=== To do ===
Output the material from the line containing "Agricultural drone survey: scan the aerial photo for dark hair." through the line containing "136, 0, 315, 172", both included, as a two-column CSV with the headers text and answer. Give one row per text with its answer, put each field in double quotes, and turn any line breaks inside a field into spaces.

-- START --

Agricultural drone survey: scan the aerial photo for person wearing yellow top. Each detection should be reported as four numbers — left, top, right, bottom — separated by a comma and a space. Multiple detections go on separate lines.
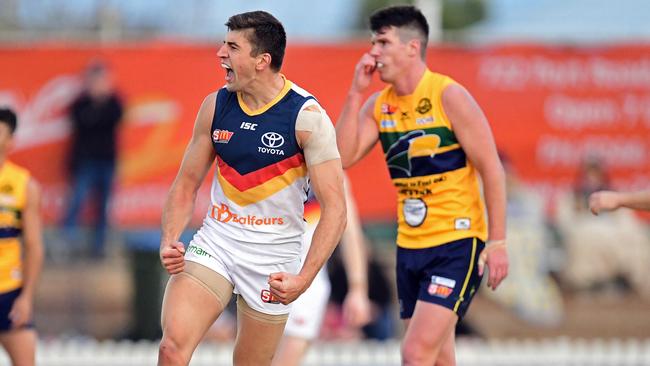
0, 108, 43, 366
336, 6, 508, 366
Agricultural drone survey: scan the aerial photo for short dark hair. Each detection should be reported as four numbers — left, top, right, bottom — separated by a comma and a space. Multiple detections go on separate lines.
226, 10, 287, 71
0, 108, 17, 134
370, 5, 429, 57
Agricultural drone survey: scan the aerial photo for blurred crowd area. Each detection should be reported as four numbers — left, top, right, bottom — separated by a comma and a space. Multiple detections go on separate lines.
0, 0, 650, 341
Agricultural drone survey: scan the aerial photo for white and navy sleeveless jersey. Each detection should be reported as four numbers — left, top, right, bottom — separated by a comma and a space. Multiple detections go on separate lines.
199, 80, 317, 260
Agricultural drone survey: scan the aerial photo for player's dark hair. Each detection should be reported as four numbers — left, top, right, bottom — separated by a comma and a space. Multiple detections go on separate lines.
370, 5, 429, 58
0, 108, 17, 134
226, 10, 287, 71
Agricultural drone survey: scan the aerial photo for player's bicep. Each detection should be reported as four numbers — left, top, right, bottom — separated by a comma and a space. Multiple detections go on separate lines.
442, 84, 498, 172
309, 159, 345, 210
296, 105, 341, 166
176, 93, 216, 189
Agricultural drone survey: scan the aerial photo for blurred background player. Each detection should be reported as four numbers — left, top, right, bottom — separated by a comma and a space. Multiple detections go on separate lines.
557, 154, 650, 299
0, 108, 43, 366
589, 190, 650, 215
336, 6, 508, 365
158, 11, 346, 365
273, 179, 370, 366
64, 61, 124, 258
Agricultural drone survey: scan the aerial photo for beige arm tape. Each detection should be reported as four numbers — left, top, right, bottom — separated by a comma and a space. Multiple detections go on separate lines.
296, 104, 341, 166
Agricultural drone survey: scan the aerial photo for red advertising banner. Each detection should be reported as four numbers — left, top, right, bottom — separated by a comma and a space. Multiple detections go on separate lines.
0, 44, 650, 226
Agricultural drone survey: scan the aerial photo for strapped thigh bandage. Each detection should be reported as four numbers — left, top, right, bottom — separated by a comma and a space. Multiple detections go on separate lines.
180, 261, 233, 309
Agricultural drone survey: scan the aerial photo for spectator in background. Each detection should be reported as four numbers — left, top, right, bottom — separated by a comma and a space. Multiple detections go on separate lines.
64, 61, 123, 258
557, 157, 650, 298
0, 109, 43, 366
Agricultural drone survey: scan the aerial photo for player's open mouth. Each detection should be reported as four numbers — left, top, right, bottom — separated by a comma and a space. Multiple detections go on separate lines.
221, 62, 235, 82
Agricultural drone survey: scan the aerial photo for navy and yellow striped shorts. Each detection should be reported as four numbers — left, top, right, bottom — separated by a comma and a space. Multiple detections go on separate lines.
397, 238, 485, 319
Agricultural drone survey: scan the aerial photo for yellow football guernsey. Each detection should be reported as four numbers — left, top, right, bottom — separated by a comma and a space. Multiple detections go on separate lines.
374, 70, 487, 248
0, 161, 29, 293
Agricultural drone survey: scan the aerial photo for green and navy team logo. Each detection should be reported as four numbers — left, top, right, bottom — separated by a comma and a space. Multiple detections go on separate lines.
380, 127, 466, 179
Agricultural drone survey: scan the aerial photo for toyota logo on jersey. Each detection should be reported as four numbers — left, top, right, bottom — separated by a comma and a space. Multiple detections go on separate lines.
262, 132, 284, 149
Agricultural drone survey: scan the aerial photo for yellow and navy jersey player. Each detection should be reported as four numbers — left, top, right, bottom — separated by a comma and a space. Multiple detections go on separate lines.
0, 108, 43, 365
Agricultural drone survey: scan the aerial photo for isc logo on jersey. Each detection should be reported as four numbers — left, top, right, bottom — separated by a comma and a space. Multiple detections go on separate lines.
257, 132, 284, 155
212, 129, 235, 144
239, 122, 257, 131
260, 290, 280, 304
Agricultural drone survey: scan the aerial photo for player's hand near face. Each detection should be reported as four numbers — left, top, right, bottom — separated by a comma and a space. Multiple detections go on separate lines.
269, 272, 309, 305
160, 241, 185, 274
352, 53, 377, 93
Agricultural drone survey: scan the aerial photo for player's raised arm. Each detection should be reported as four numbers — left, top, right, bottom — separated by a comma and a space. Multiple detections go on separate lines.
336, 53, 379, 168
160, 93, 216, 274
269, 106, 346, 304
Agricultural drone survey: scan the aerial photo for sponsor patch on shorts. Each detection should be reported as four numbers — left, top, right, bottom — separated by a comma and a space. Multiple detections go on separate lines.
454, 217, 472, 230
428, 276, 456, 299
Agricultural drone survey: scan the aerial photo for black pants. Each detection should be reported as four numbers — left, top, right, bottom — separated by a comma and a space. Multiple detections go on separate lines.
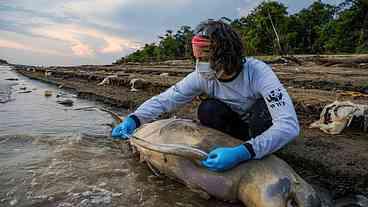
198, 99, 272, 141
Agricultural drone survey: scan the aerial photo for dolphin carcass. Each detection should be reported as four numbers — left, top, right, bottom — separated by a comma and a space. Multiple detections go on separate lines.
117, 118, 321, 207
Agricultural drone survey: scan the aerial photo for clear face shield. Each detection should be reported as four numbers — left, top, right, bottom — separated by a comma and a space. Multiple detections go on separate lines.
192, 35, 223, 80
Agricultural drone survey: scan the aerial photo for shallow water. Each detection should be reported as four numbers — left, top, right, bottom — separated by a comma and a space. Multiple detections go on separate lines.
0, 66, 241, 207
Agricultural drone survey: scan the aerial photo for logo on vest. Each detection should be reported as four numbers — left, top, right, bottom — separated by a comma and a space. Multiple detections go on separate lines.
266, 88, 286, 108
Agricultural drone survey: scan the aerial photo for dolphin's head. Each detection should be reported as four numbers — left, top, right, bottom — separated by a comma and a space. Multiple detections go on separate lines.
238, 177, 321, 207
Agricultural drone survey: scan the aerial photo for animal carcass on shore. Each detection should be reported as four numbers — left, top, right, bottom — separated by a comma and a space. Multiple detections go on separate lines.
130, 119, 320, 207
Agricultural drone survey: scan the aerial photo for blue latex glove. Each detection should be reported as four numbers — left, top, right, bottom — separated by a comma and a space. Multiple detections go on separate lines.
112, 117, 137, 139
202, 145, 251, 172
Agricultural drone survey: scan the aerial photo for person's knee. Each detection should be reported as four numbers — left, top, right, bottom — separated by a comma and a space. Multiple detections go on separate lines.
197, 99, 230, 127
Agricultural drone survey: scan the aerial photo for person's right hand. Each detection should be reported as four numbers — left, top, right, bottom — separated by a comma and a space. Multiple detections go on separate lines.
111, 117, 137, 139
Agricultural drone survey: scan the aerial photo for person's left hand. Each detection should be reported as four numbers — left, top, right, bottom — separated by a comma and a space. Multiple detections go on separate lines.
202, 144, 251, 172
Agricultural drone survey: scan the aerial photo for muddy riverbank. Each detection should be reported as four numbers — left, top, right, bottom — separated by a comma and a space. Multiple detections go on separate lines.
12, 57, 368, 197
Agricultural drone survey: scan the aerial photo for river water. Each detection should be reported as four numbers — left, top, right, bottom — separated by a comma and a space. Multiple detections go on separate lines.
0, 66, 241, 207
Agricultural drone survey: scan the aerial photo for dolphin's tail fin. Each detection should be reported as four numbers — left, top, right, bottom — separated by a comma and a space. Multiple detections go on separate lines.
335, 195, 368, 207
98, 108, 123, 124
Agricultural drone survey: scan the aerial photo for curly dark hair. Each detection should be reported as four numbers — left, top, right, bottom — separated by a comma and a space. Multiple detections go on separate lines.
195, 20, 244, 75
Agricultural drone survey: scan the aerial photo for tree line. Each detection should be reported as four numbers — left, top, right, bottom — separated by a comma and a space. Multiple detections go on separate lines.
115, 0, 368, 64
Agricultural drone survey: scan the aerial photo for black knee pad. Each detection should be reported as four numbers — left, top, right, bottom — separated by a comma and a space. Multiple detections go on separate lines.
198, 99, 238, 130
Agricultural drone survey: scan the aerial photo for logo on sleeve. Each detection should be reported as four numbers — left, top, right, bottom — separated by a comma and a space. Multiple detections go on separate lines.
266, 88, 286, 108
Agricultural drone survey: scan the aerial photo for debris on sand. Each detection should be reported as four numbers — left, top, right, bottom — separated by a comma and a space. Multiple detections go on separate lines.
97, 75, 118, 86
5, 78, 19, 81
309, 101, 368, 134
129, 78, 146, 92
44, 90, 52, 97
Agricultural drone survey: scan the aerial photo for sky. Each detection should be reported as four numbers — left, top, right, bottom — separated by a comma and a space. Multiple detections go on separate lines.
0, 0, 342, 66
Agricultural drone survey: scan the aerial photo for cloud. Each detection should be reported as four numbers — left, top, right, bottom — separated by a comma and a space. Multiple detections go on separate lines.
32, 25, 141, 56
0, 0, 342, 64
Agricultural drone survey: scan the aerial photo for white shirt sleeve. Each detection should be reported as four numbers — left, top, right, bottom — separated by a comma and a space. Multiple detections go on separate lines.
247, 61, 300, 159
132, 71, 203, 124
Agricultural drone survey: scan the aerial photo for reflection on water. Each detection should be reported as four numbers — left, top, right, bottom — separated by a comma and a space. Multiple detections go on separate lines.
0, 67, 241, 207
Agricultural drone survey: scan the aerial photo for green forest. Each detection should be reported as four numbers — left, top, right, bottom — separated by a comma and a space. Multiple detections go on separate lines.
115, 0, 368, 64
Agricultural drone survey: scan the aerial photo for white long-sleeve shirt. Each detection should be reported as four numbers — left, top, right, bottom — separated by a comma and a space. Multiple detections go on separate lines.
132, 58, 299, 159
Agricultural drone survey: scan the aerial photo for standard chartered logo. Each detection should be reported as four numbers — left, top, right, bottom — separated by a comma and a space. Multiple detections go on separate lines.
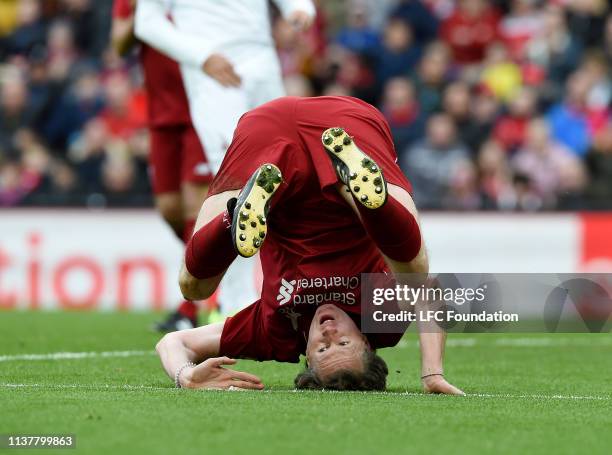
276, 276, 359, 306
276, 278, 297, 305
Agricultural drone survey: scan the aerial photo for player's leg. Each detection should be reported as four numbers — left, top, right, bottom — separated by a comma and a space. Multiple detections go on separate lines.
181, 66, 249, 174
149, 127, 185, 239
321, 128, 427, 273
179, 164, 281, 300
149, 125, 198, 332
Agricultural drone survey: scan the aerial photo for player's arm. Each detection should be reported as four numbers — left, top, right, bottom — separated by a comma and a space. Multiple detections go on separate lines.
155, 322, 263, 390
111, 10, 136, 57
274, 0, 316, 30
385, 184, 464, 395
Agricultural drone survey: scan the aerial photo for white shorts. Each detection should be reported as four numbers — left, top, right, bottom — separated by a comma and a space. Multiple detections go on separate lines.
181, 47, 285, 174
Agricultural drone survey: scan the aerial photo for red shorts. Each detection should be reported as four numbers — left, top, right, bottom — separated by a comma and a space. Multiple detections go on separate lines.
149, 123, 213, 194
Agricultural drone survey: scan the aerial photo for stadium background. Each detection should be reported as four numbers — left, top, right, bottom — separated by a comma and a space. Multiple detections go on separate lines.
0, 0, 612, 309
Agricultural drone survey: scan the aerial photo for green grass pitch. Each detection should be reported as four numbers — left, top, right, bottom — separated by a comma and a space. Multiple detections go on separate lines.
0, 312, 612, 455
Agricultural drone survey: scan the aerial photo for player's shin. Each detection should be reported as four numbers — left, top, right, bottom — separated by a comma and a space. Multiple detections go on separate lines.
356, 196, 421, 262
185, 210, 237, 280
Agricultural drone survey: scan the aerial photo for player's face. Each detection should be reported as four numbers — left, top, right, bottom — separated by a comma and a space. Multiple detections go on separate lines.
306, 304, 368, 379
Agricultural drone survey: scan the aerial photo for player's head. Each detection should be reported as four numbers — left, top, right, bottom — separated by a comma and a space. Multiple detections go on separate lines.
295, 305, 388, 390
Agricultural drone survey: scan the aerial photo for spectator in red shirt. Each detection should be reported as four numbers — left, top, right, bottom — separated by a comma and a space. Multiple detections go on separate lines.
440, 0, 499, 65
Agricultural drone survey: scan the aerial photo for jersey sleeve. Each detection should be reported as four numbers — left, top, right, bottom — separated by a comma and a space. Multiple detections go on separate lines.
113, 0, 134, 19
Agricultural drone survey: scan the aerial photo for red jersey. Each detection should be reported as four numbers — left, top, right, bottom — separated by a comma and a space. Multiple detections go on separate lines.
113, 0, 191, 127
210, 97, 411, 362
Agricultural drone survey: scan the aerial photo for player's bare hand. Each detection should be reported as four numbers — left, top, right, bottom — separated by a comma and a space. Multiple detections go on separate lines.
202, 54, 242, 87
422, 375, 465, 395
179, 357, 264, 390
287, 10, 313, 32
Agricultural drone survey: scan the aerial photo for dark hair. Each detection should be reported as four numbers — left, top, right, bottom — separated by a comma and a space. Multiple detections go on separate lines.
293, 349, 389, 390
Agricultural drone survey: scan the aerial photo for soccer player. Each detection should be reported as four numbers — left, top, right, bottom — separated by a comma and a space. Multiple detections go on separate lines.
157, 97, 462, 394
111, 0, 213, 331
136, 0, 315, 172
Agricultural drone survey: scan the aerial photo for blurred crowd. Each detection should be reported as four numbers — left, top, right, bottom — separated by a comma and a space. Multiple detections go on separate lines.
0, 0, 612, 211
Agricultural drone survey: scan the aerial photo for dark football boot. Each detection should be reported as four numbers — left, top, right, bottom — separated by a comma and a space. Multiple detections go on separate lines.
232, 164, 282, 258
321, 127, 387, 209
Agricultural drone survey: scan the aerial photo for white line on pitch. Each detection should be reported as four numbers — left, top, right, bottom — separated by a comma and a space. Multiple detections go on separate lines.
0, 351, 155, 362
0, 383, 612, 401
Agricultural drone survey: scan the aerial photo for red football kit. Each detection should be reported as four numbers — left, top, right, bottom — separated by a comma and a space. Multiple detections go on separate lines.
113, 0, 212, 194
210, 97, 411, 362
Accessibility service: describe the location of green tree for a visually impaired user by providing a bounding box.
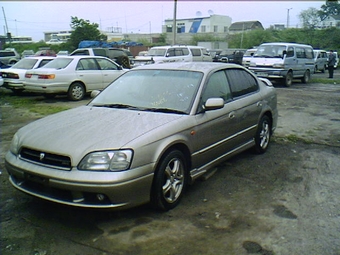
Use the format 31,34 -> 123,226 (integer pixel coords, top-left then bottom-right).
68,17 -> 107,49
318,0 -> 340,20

-- END --

=== Problem solution ===
text,answer
"Agricultural drone survey: scan the aerial photo for dark hair. Each detection should be reported as four numbers — left, top, right, bottom — separated by a comma and a space. Multiple detections go on separate lines.","293, 349, 389, 390"
"Agricultural drone survey: scan the aerial photo for soccer player. Each detection should be reported as four numbers — left, top, right, bottom — separated by a comma and a space. Multiple detections go on separate lines.","157, 97, 462, 394 111, 0, 213, 331 136, 0, 315, 172"